Write out the entries word for word, from the very first line through the line that contains "pixel 322 379".

==================================================

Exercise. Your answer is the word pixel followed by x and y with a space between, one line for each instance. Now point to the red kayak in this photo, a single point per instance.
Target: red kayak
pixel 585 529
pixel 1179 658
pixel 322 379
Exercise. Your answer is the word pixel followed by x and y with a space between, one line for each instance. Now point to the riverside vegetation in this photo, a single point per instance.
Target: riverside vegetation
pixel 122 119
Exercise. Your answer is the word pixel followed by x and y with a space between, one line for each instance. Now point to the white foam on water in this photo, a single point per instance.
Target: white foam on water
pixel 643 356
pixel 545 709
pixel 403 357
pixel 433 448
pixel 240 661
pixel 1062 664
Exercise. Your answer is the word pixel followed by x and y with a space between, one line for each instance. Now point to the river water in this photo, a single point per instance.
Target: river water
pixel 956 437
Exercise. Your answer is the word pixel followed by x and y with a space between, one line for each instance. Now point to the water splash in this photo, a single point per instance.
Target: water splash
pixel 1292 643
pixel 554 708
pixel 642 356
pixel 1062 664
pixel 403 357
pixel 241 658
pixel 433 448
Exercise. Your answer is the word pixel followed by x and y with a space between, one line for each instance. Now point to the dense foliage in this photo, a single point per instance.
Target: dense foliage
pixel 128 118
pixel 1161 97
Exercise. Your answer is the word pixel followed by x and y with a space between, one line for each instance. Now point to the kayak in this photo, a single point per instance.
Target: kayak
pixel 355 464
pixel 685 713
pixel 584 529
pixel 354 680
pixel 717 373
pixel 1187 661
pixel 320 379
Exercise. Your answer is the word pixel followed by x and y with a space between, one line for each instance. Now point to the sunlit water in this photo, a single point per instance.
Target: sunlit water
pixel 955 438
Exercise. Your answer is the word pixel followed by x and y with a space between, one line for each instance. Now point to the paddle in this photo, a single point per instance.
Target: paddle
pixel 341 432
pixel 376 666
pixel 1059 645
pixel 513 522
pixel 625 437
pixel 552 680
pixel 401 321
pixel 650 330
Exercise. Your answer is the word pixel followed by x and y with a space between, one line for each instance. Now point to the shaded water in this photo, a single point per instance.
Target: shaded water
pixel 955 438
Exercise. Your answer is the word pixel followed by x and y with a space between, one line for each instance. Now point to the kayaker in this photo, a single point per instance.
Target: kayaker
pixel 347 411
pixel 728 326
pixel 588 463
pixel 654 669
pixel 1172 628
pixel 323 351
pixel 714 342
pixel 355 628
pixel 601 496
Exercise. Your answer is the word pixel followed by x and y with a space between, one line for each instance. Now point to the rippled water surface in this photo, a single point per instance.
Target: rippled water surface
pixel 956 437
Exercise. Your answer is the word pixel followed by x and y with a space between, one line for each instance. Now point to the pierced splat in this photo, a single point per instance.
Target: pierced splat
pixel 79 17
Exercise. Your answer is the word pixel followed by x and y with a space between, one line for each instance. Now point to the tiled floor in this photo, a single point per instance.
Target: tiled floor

==================================================

RESULT OF THIS TASK =>
Exercise. Your answer is the word pixel followed by x and y with a space between, one line for each instance. Now point to the red kayak in this photo, a single point per instance.
Target: red kayak
pixel 585 529
pixel 1179 658
pixel 322 379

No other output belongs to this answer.